ASSIGNMENT: Using the listing below, return every line that includes "window".

EXTRACTED MATERIAL:
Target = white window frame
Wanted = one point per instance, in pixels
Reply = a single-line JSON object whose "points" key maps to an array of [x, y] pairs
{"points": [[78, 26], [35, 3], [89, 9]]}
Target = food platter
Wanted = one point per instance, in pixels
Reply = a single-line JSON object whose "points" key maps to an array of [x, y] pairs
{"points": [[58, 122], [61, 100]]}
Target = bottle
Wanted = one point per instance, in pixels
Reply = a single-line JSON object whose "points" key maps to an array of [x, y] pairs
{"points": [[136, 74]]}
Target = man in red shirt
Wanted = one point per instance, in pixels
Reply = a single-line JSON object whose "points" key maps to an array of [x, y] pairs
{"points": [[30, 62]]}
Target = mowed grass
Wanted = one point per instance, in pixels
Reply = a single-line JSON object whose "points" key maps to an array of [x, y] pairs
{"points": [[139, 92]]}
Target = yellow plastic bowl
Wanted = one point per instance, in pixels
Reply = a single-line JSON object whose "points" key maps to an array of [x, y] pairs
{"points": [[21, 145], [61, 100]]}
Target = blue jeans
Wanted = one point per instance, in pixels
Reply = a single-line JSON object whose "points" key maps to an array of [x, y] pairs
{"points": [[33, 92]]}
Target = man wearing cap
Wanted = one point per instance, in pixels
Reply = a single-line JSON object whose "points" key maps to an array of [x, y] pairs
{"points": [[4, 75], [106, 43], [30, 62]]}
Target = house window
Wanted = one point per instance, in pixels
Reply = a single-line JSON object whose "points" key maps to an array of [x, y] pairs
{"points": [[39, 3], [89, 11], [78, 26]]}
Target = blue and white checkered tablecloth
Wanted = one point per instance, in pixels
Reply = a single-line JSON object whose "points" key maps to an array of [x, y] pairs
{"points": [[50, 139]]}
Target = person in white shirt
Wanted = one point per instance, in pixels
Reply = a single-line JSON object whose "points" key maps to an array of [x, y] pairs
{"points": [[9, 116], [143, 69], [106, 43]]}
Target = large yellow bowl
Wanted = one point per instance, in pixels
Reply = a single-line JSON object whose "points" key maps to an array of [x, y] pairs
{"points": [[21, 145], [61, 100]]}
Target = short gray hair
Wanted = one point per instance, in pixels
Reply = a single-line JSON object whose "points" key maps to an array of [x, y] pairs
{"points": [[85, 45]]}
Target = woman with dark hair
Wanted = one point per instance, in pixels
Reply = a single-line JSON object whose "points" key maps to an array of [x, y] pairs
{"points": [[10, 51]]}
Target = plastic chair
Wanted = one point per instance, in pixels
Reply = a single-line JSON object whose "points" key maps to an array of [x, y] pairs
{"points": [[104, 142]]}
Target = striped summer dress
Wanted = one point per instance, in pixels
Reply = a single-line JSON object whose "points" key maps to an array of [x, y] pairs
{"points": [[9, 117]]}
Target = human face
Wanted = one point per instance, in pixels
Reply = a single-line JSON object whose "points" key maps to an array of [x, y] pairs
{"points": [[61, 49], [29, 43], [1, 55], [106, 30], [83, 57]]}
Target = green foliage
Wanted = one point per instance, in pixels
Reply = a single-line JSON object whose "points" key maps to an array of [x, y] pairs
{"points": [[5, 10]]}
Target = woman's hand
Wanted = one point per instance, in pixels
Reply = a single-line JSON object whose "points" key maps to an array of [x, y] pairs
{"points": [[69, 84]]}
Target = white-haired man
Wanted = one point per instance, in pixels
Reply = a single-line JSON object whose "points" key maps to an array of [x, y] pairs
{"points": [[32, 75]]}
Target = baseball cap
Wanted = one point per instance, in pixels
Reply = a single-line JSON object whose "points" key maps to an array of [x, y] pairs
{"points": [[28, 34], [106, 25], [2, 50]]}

==

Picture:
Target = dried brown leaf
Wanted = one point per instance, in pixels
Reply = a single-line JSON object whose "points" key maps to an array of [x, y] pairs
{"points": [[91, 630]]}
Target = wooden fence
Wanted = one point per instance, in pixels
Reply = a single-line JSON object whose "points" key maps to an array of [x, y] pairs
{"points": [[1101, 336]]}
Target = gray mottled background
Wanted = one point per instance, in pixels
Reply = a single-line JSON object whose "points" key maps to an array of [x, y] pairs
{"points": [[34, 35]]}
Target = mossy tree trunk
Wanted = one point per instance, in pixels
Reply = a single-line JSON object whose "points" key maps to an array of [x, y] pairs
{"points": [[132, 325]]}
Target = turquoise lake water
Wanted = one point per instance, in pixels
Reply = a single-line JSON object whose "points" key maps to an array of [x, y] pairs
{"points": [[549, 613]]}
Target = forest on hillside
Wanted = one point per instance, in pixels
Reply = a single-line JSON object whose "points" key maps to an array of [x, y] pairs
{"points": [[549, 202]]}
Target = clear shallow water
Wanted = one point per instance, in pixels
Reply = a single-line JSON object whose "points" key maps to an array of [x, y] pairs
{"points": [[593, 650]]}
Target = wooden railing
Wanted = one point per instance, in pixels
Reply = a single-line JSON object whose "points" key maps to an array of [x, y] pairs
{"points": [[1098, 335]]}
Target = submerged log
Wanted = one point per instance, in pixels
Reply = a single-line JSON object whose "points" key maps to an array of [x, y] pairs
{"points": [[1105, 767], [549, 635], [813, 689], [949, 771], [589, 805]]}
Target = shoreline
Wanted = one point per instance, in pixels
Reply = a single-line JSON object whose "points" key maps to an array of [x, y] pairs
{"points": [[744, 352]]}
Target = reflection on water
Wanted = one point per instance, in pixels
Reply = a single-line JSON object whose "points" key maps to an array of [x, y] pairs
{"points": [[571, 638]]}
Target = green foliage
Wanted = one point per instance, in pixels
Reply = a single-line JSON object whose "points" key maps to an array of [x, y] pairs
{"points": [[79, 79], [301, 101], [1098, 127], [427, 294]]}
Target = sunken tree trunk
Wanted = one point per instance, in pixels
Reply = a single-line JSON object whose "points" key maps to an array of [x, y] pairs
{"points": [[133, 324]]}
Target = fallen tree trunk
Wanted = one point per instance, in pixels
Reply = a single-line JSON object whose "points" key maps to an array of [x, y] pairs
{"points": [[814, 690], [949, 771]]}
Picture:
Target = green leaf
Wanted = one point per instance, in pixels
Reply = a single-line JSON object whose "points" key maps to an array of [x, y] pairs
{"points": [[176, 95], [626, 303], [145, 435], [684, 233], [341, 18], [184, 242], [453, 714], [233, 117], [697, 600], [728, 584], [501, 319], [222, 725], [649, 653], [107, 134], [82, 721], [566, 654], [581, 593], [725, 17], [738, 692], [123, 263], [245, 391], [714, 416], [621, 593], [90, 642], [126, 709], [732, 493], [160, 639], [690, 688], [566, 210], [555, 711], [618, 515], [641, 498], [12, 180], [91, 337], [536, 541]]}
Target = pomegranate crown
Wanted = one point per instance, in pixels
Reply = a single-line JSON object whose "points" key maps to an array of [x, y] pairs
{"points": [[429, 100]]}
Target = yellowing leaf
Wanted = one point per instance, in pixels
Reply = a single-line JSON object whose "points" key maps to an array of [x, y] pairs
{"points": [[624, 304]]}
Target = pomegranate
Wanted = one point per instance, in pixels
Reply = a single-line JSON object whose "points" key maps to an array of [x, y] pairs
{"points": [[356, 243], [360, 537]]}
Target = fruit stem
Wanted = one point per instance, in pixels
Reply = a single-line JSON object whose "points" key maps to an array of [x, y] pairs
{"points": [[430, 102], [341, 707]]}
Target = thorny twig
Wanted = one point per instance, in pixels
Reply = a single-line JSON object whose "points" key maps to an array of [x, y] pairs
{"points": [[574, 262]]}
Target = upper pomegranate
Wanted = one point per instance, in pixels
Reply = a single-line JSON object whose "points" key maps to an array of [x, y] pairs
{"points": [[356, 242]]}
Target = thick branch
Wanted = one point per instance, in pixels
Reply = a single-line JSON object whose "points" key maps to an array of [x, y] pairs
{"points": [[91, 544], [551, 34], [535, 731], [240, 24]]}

RESULT:
Target = white window frame
Target = house window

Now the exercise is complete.